PASSAGE GIVEN ->
╔══

The supreme court declares that such was the state of the
Page 138 U. S. 119
law of the territory at the time the will was executed and
probated and at the time Alfred Bent died; that in
Browning v.
Browning, 9 P. 677, it had held that the common law was not
introduced into the territory by the organic act except in a very
limited degree; that even in 1876, when the common law was formally
adopted as the basis of the jurisprudence of the territory, it was
the common law "as recognized in the United States" that was
adopted -- that is,
"the common law or
lex non scripta, and such British
statutes of a general nature, not local to that kingdom nor in
conflict with the Constitution or laws of the United States nor of
this territory, which are applicable to our condition and
circumstances, and which were in force at the time of our
separation from the mother country;"
that it was not intended by the adoption of the common law in
1876 to repeal the statute laws of the territory, but only such
portions of the common law were adopted as did not conflict with
such statute laws; that the statute laws governing probate courts
and defining the manner in which wills should be probated in the
territory remained in force until modified by the act of 1889, and
were the basis of the jurisdiction and authority of the probate
courts; that the probate of a will in the manner prescribed by the
statute was conclusive, and must be recognized and admitted in all
courts as valid so long as such probate stands, and that, as it
appeared by the record that the will was probated as required by
law, by the mother of the petitioner, who was an interested party,
more than twenty years prior to the filing of his petition in the
probate court, and that the petitioner delayed filing his petition
for more than four years after he attained his majority, and as the
record stated that the probate court examined the will and the
witnesses mentioned in it, and found it correct according to law,
approved it, and ordered it to be recorded in the probate office,
and as, by the statute of New Mexico (Compiled Laws of 1884, secs.

╚══

MATERIAL SHOWN ->
╔══

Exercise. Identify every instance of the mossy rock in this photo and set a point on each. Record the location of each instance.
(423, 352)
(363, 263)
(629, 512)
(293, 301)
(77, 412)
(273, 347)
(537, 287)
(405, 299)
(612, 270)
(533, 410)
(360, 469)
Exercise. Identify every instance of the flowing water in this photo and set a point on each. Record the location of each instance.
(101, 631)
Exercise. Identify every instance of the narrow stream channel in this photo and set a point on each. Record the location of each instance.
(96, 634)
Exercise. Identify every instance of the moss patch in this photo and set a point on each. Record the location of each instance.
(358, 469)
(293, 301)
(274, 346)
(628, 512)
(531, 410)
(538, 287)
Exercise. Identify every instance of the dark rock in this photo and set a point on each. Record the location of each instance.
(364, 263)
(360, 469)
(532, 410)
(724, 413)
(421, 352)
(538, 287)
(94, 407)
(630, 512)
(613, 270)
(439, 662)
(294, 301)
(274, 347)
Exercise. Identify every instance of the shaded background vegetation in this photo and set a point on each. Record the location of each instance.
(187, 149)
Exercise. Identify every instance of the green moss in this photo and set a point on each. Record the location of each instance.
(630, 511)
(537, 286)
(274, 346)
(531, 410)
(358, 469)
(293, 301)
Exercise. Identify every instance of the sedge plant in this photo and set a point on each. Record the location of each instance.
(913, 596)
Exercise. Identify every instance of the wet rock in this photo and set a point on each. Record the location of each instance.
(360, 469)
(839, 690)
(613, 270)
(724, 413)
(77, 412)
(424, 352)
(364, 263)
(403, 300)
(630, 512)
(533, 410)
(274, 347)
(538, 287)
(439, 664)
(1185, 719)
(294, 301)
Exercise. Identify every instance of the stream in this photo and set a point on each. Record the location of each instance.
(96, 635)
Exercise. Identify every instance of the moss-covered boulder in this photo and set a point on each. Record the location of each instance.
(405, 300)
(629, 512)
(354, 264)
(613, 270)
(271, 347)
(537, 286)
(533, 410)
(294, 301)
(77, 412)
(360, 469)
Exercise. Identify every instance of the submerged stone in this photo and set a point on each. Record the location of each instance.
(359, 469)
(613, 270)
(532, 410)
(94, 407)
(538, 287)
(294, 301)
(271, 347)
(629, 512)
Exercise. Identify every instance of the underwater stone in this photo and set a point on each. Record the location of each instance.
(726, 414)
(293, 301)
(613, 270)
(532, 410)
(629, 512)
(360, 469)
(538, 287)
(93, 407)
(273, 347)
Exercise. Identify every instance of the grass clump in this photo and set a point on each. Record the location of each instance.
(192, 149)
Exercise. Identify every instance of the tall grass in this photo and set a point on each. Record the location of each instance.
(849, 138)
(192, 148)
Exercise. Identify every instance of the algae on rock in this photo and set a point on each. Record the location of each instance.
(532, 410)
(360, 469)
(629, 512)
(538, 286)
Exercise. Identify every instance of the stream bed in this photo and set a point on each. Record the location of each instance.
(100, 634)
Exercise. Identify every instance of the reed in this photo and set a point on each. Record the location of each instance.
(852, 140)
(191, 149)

╚══
╔══

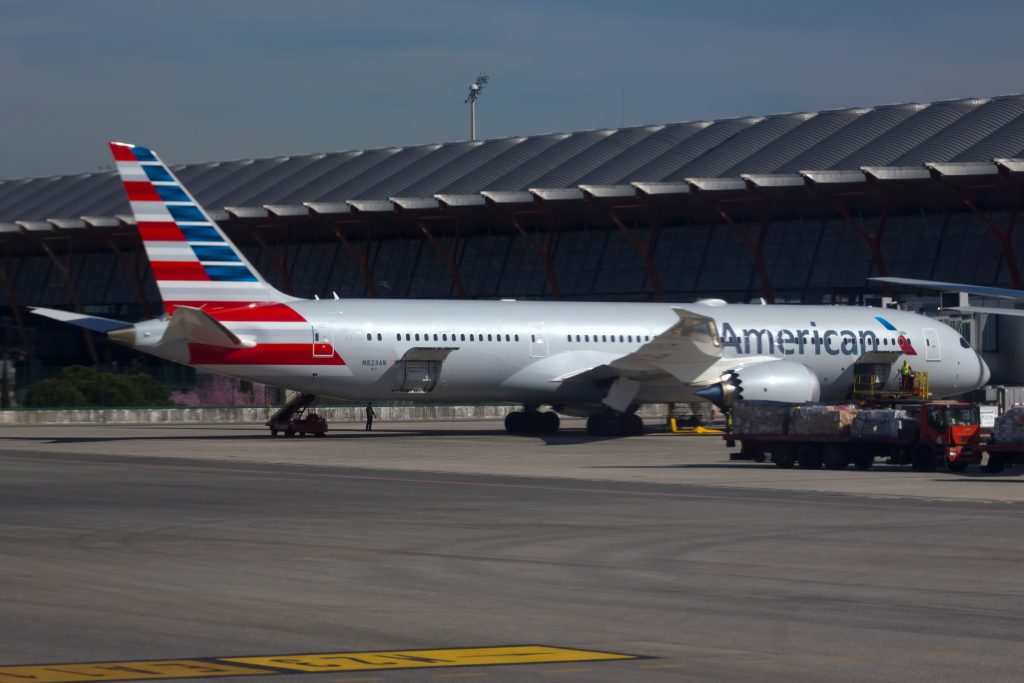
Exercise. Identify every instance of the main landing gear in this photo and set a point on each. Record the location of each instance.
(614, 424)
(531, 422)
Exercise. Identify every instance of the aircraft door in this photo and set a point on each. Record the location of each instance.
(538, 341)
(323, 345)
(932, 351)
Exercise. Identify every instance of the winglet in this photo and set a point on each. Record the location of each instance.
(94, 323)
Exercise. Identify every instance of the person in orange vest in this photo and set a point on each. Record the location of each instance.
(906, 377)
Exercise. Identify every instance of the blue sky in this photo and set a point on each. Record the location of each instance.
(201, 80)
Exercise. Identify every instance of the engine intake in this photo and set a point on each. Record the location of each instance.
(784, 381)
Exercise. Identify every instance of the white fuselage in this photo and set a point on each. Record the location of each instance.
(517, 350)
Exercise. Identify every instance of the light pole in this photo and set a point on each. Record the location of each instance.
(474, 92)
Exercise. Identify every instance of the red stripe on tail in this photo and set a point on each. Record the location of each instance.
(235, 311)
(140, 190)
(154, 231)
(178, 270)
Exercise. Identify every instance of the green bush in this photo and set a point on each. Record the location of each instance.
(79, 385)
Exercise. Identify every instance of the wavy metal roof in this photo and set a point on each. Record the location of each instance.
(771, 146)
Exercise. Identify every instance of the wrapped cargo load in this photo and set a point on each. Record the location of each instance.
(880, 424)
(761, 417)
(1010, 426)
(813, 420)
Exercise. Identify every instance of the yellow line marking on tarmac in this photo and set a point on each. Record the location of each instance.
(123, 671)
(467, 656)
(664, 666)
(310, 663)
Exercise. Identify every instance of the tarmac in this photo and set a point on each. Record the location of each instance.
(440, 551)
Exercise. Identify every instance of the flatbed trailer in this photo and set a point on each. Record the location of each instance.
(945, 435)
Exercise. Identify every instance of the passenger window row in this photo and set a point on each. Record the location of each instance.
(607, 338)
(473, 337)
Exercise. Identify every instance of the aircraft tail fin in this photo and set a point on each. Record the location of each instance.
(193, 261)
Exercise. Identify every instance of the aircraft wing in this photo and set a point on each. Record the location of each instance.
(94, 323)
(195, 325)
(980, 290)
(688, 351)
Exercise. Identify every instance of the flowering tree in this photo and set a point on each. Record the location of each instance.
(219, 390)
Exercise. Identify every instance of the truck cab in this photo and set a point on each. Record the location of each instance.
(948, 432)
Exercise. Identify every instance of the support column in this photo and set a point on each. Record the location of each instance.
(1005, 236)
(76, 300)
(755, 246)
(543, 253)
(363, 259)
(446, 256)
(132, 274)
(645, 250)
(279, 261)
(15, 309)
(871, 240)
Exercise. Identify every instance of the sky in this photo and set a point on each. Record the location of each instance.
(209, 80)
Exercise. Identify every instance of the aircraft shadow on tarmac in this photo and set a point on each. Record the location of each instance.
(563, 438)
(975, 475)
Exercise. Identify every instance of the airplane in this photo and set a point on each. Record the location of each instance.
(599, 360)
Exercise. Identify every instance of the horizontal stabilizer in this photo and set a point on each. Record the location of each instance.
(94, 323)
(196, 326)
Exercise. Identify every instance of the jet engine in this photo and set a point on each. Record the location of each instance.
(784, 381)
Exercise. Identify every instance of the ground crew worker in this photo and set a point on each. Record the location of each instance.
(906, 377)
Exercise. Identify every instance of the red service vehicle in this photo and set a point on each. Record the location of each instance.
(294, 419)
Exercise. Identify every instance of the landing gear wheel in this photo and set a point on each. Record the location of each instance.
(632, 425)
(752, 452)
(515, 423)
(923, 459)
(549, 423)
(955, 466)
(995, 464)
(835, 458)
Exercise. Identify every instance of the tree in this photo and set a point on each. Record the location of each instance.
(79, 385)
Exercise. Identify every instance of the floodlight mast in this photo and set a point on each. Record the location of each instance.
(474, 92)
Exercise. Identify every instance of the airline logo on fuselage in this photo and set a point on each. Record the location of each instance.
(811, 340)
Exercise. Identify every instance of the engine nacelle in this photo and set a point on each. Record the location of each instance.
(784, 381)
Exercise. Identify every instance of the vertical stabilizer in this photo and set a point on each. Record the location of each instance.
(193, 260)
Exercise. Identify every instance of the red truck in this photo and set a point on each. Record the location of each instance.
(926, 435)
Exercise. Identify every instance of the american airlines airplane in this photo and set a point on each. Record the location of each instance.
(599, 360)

╚══

EXERCISE INSTRUCTIONS ->
a) Print the court passage starting at "The supreme court" and ending at "Browning v.".
b) According to the court passage, what actions did the probate court take with the will, as stated in the record?
The rows come from a separate source.

ANSWERS BY TASK ->
a)
The supreme court declares that such was the state of the
Page 138 U. S. 119
law of the territory at the time the will was executed and
probated and at the time Alfred Bent died; that in
Browning v.

b)
- Examined the will and the witnesses mentioned in it
- Found it correct according to law
- Approved it
- Ordered it to be recorded in the probate office